#### [TRECHO FORNECIDO]
---*---
Como o Paquistão Oriental, o Baluchistão é rico em recursos e altamente explorado pelo exército, com seu povo ganhando pouco com sua própria riqueza. O gás natural do Baluchistão fornece 40 por cento das necessidades energéticas do Paquistão, mas apenas 6 por cento dos Baloch obtêm-no.

A província também possui depósitos consideráveis ​​de petróleo, carvão, cobre, ouro, prata, platina, alumínio e urânio. O Baluchistão representa 43% da área terrestre do Paquistão.

“O Paquistão vai perder o Baluchistão da mesma forma que perdeu o Paquistão Oriental em 1971”, diz Naela Quadri Baloch, presidente do Fórum Mundial de Mulheres Baloch, que acusa o exército paquistanês de cometer genocídio no Baluchistão.

“A insurgência Baloch agora se tornou um movimento nacional”, explica Quadri Baloch, “e a luta de guerrilha tem o apoio das massas Baloch, que é a chave para seu sucesso. Movimentos sociais de todos os tipos, incluindo grupos de mulheres, estudantes, organizações de direitos humanos, intelectuais e líderes religiosos apoiam o apelo por um Baluchistão independente”.
---*---
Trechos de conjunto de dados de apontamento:
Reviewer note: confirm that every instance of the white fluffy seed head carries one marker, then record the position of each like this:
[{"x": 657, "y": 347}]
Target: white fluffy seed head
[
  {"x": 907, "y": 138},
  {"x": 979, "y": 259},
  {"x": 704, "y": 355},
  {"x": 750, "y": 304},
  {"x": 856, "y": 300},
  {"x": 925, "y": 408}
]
---*---
#### [ENUNCIADO A]
Reescreva de forma mais concisa o parágrafo do trecho sobre o Baluchistão que começa com “Como o Paquistão Oriental”, preservando seus fatos principais.
#### [ENUNCIADO B]
Segundo o trecho sobre o Baluchistão, que porcentagem da área terrestre do Paquistão a província representa?
#### [ENUNCIADO C]
Reproduza literalmente a parte do trecho sobre o Baluchistão que começa em “Como o Paquistão” e termina em “genocídio no Baluchistão.”.

#### [RESPOSTA A]
Assim como o Paquistão Oriental, o Baluchistão é rico em recursos explorados pelo exército, e sua população pouco se beneficia deles. O gás natural da região supre 40% da demanda energética do Paquistão, mas só 6% dos Baloch têm acesso a ele.

#### [RESPOSTA B]
43%.

#### [RESPOSTA C]
Como o Paquistão Oriental, o Baluchistão é rico em recursos e altamente explorado pelo exército, com seu povo ganhando pouco com sua própria riqueza. O gás natural do Baluchistão fornece 40 por cento das necessidades energéticas do Paquistão, mas apenas 6 por cento dos Baloch obtêm-no.

A província também possui depósitos consideráveis ​​de petróleo, carvão, cobre, ouro, prata, platina, alumínio e urânio. O Baluchistão representa 43% da área terrestre do Paquistão.

“O Paquistão vai perder o Baluchistão da mesma forma que perdeu o Paquistão Oriental em 1971”, diz Naela Quadri Baloch, presidente do Fórum Mundial de Mulheres Baloch, que acusa o exército paquistanês de cometer genocídio no Baluchistão.